WHAT THE TASK REQUIRES → In the listing that follows, find the line with "Target: brown spot on leaf", then copy exactly from it through the line with "Target: goalkeeper's outstretched arm", leaving out every picture.

<<<<

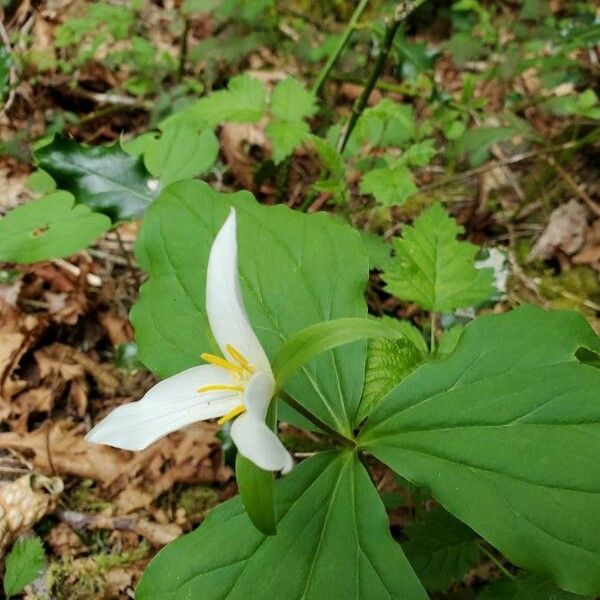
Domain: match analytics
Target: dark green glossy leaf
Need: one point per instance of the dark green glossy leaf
(105, 178)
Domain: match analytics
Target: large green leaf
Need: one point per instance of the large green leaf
(105, 178)
(433, 268)
(505, 432)
(332, 543)
(440, 548)
(296, 270)
(51, 227)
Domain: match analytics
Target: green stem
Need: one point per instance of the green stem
(315, 420)
(322, 77)
(432, 320)
(403, 10)
(491, 556)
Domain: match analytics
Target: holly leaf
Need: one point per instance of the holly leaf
(105, 178)
(332, 541)
(290, 101)
(320, 274)
(51, 227)
(505, 433)
(526, 587)
(181, 153)
(286, 136)
(389, 185)
(440, 549)
(24, 563)
(433, 268)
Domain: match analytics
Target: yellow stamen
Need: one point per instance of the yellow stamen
(221, 362)
(240, 358)
(234, 412)
(220, 388)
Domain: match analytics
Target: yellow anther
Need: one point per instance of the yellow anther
(220, 388)
(221, 362)
(234, 412)
(240, 358)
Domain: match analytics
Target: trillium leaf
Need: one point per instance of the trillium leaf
(295, 269)
(505, 432)
(433, 268)
(332, 542)
(105, 178)
(441, 549)
(181, 153)
(51, 227)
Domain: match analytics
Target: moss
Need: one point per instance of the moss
(84, 578)
(196, 501)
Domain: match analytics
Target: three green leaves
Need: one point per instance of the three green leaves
(504, 431)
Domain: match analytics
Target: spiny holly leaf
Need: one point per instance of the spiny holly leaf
(181, 153)
(440, 549)
(389, 185)
(286, 136)
(433, 268)
(526, 587)
(290, 101)
(332, 542)
(242, 102)
(51, 227)
(24, 563)
(505, 433)
(389, 361)
(105, 178)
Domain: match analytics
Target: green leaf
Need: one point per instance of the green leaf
(256, 490)
(332, 542)
(389, 360)
(24, 563)
(320, 337)
(505, 434)
(290, 101)
(476, 142)
(389, 185)
(105, 178)
(181, 153)
(435, 270)
(51, 227)
(286, 136)
(440, 549)
(296, 270)
(526, 587)
(242, 102)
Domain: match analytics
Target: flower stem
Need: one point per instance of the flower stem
(324, 73)
(315, 420)
(403, 10)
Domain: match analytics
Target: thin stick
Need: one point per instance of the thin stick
(315, 420)
(322, 77)
(403, 10)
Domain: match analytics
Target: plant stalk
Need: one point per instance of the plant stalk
(324, 73)
(315, 420)
(403, 10)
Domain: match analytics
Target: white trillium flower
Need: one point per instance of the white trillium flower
(237, 386)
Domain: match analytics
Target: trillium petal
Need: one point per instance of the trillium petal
(259, 444)
(224, 302)
(170, 405)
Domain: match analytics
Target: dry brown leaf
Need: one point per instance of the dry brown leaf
(24, 502)
(565, 231)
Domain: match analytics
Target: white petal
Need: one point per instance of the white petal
(258, 443)
(170, 405)
(224, 302)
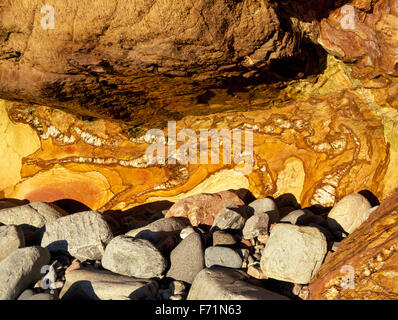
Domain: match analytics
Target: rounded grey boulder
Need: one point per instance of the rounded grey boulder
(222, 256)
(133, 257)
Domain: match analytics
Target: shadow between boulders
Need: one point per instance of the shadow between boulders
(138, 216)
(71, 206)
(80, 290)
(369, 195)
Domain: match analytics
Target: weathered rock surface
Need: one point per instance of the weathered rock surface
(365, 33)
(222, 238)
(267, 206)
(256, 225)
(110, 53)
(43, 148)
(21, 269)
(348, 213)
(298, 217)
(11, 238)
(232, 217)
(92, 284)
(293, 253)
(134, 258)
(187, 259)
(368, 257)
(223, 257)
(33, 215)
(219, 283)
(84, 235)
(204, 208)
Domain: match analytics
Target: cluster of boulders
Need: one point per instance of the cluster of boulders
(262, 249)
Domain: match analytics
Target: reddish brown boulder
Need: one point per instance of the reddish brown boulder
(204, 207)
(364, 33)
(365, 266)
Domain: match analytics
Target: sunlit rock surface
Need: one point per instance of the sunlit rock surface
(321, 131)
(365, 266)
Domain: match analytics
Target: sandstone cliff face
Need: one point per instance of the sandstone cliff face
(368, 256)
(115, 58)
(324, 118)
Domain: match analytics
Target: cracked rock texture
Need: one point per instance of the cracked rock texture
(106, 53)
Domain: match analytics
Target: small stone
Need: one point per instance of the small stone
(42, 296)
(83, 235)
(91, 284)
(263, 238)
(219, 283)
(251, 261)
(11, 239)
(349, 213)
(26, 294)
(265, 205)
(243, 253)
(256, 225)
(369, 212)
(165, 294)
(177, 287)
(187, 259)
(222, 256)
(232, 217)
(293, 253)
(298, 217)
(74, 266)
(204, 207)
(186, 232)
(133, 257)
(304, 293)
(222, 238)
(21, 269)
(256, 272)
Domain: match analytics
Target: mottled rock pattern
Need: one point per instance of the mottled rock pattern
(204, 208)
(21, 269)
(92, 284)
(137, 62)
(256, 225)
(11, 238)
(223, 257)
(219, 283)
(349, 213)
(293, 253)
(369, 255)
(187, 259)
(134, 258)
(84, 235)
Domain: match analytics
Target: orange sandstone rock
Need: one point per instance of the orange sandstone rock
(368, 257)
(203, 208)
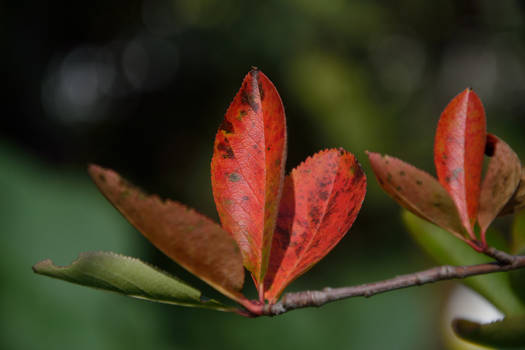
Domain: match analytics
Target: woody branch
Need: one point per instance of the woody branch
(292, 301)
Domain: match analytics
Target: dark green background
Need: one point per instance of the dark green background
(141, 87)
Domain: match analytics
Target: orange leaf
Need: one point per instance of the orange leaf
(247, 169)
(417, 191)
(321, 199)
(500, 182)
(458, 154)
(192, 240)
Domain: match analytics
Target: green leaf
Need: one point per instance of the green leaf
(508, 333)
(447, 250)
(128, 276)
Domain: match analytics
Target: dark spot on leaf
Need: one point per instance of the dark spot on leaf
(298, 249)
(226, 149)
(315, 215)
(261, 91)
(234, 177)
(226, 126)
(490, 145)
(241, 114)
(455, 174)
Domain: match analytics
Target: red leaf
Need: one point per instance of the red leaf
(248, 169)
(458, 154)
(321, 199)
(192, 240)
(517, 201)
(500, 182)
(417, 191)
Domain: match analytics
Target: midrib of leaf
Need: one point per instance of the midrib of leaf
(316, 230)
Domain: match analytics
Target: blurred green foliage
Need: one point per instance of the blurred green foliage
(141, 87)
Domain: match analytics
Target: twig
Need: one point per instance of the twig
(292, 301)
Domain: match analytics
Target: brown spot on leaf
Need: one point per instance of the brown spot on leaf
(261, 91)
(226, 149)
(226, 126)
(234, 177)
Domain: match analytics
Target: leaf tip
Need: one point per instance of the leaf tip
(41, 266)
(464, 327)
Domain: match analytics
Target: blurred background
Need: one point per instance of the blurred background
(141, 86)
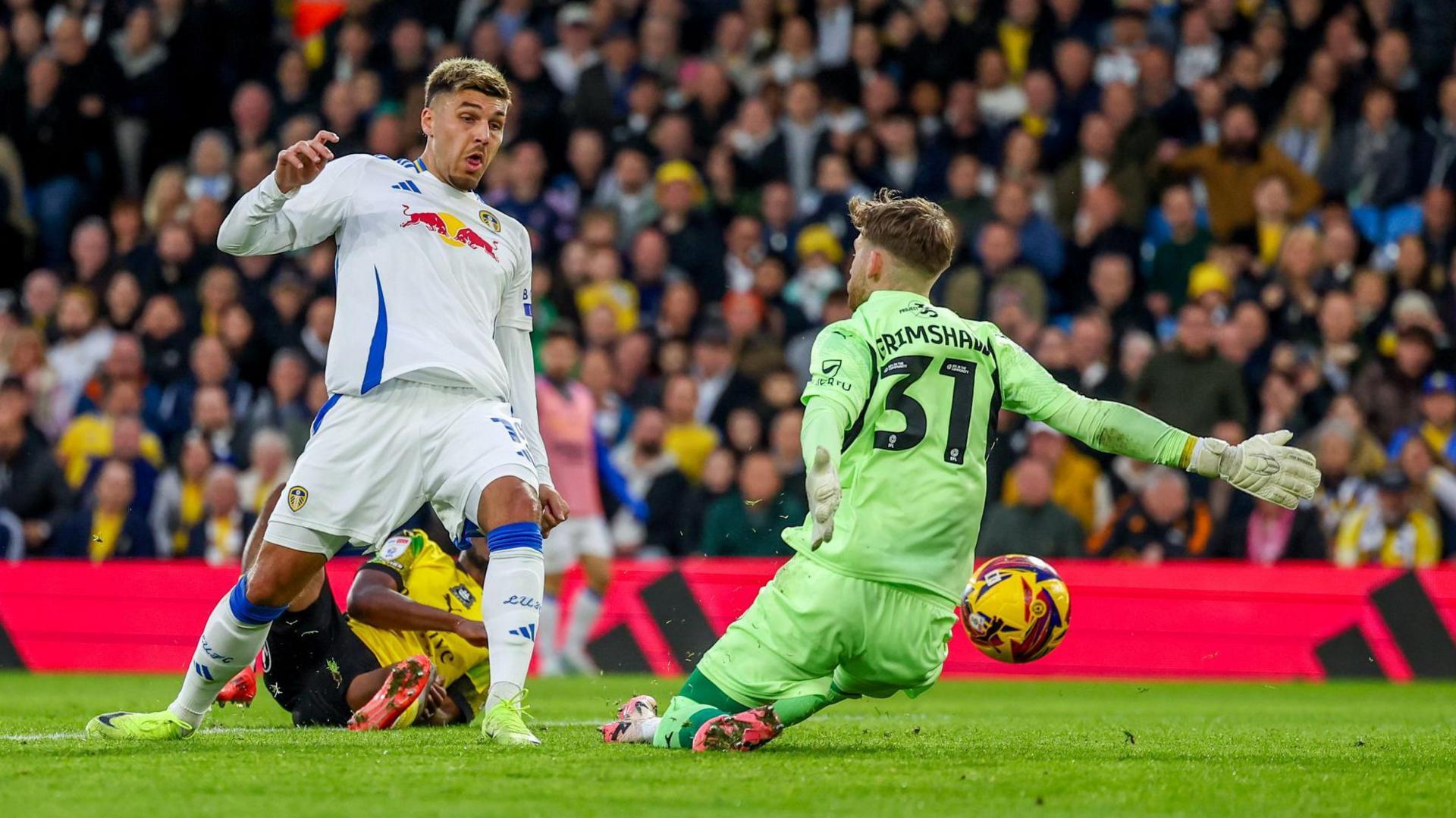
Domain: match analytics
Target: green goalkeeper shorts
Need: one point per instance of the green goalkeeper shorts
(811, 628)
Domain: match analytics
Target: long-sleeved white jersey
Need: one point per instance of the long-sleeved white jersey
(425, 277)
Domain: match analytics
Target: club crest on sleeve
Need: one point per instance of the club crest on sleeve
(394, 547)
(297, 495)
(463, 596)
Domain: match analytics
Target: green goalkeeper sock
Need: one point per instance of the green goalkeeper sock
(797, 708)
(698, 702)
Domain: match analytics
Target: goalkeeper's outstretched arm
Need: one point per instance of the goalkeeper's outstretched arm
(1261, 465)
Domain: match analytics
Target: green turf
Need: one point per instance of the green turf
(979, 748)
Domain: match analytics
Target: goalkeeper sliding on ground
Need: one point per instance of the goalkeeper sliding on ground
(900, 412)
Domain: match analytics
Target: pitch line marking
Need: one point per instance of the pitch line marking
(545, 724)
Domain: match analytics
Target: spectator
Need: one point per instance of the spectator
(1094, 166)
(686, 438)
(283, 405)
(1231, 169)
(1175, 258)
(1388, 390)
(677, 506)
(1158, 523)
(1034, 525)
(720, 386)
(83, 345)
(108, 526)
(1369, 161)
(1389, 531)
(31, 484)
(1433, 162)
(213, 419)
(1264, 533)
(180, 503)
(127, 436)
(1078, 484)
(25, 364)
(1305, 130)
(748, 522)
(220, 534)
(271, 460)
(1040, 242)
(92, 436)
(641, 460)
(1190, 386)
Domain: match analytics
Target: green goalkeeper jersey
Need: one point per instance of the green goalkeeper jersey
(906, 395)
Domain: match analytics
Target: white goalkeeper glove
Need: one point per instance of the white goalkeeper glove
(821, 485)
(1261, 466)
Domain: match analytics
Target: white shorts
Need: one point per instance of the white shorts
(373, 460)
(577, 537)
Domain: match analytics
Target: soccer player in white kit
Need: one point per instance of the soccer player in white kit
(433, 390)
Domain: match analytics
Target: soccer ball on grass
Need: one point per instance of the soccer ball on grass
(1015, 609)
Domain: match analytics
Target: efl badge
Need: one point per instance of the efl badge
(297, 497)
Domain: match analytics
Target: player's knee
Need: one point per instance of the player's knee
(510, 500)
(278, 577)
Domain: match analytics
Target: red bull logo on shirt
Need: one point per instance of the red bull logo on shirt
(450, 230)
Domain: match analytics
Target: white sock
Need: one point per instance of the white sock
(546, 631)
(585, 607)
(510, 606)
(228, 645)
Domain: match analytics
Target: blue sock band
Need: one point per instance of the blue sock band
(251, 613)
(514, 536)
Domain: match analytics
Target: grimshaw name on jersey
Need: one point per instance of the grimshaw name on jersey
(430, 577)
(924, 387)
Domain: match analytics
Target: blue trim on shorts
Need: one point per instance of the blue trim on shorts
(324, 411)
(375, 367)
(514, 536)
(248, 612)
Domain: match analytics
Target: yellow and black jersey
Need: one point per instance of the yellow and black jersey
(430, 577)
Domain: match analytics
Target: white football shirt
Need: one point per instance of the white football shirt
(424, 274)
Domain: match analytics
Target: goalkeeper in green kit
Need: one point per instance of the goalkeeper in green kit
(900, 412)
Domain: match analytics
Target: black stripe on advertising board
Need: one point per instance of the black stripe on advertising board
(1416, 628)
(1348, 655)
(679, 618)
(617, 651)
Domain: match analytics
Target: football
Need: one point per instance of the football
(1017, 609)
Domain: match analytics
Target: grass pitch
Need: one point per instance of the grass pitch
(987, 748)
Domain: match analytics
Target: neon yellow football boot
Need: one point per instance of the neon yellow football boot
(503, 724)
(140, 727)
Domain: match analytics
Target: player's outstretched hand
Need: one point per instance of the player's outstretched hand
(302, 162)
(1261, 466)
(821, 485)
(554, 509)
(472, 632)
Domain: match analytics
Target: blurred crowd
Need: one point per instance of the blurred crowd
(1237, 215)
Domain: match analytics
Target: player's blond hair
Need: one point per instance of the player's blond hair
(463, 73)
(915, 230)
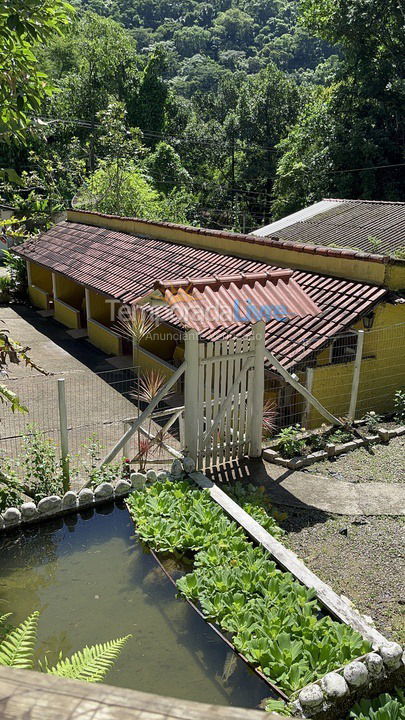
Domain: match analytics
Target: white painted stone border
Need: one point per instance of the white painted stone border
(53, 506)
(325, 699)
(332, 696)
(332, 450)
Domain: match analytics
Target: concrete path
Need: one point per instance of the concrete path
(303, 490)
(99, 397)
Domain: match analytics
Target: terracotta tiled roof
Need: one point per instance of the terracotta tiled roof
(363, 226)
(224, 300)
(127, 267)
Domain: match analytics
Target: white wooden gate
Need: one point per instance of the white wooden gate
(223, 403)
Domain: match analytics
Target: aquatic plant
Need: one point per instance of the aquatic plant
(383, 707)
(90, 664)
(274, 620)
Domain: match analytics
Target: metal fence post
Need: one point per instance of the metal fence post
(191, 394)
(356, 375)
(256, 420)
(64, 443)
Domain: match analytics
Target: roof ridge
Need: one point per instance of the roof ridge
(371, 202)
(271, 241)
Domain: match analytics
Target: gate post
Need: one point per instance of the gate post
(256, 418)
(191, 395)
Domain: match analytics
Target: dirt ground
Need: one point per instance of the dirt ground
(361, 558)
(381, 463)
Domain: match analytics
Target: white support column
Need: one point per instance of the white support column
(191, 394)
(356, 375)
(64, 443)
(309, 381)
(29, 277)
(256, 420)
(55, 293)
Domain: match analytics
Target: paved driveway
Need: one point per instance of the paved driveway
(98, 394)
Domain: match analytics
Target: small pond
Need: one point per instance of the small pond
(93, 581)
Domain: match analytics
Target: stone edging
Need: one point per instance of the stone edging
(332, 696)
(29, 512)
(332, 450)
(326, 699)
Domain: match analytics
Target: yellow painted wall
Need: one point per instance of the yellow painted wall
(100, 308)
(38, 297)
(69, 291)
(104, 338)
(66, 314)
(391, 275)
(161, 342)
(41, 277)
(382, 369)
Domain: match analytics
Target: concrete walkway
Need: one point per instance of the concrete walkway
(303, 490)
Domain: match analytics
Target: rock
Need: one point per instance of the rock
(50, 505)
(356, 674)
(105, 490)
(176, 469)
(311, 697)
(122, 487)
(391, 654)
(334, 685)
(11, 516)
(85, 497)
(138, 481)
(69, 500)
(188, 464)
(374, 664)
(28, 511)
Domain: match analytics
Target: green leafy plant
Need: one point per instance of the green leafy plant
(11, 492)
(372, 420)
(399, 406)
(93, 471)
(90, 664)
(289, 442)
(273, 619)
(41, 467)
(340, 436)
(383, 707)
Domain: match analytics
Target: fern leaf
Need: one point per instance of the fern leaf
(92, 663)
(17, 647)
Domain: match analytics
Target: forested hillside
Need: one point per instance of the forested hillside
(226, 113)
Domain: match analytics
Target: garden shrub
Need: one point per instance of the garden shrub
(383, 707)
(399, 406)
(290, 444)
(274, 621)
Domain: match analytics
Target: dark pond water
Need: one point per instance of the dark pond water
(92, 581)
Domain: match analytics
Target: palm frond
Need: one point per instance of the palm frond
(90, 664)
(17, 647)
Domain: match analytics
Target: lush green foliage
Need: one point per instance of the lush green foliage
(289, 441)
(399, 405)
(41, 468)
(274, 621)
(90, 664)
(241, 112)
(24, 24)
(383, 707)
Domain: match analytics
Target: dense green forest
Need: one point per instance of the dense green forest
(225, 113)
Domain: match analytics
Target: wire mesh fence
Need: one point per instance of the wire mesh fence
(98, 407)
(355, 373)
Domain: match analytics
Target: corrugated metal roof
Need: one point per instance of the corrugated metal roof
(225, 300)
(127, 267)
(360, 225)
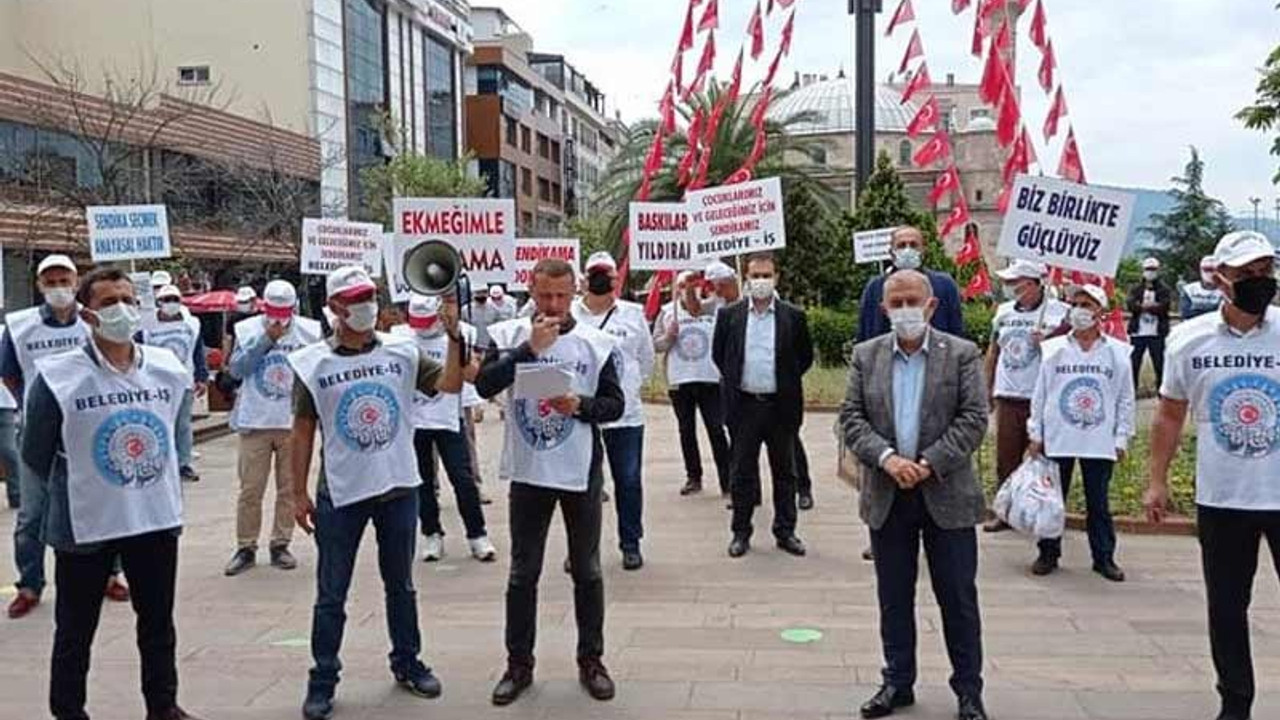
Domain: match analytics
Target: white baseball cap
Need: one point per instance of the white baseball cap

>>>>

SOLUTION FOR THIS TASK →
Target: brown spot on leaf
Need: one point per instance of the brown spot on leaf
(261, 91)
(226, 149)
(226, 126)
(234, 177)
Domain: match analytics
Target: leaf tip
Need: one point per instance of the leaf tip
(41, 266)
(464, 327)
Domain: match analytics
Target: blurred background
Need: one point per instance of the blurred background
(141, 86)
Domain: match analytics
Target: green goalkeeper shorts
Need: one point per instance of the green goalkeeper shorts
(811, 628)
Domain: match analytics
Target: long-sleeved white jersey
Need: one point per instance of the long-sleeved white jersey
(425, 277)
Domain: match analytics
Target: club crest on sleeve
Need: one point per instance of the club crest on sleeve
(394, 547)
(297, 495)
(463, 596)
Domain: match analytics
Target: green goalkeeper sock
Need: one point per instance of the green goalkeeper sock
(797, 708)
(698, 702)
Domain: match analytics
Target: goalkeeper's outstretched arm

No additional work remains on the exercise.